Work to do >> Switch every occurrence of "marker" to "point" in the entries below, and output all lines with nothing else changed.
──────────
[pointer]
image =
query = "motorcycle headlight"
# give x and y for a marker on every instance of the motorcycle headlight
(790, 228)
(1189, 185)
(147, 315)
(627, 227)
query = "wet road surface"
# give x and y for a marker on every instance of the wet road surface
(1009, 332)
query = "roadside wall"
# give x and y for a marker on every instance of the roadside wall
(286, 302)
──────────
Reply to the exercise >>
[pointer]
image =
query = "motorcycle headlight"
# give x and y for a point on every instance of the motorcycle headlight
(790, 228)
(1189, 185)
(147, 315)
(627, 227)
query = "wet road surface"
# give x and y for a point on every instance of the wet road surface
(1009, 332)
query = "roadside wall"
# give x and y for a point on every instance of the roadside wall
(286, 302)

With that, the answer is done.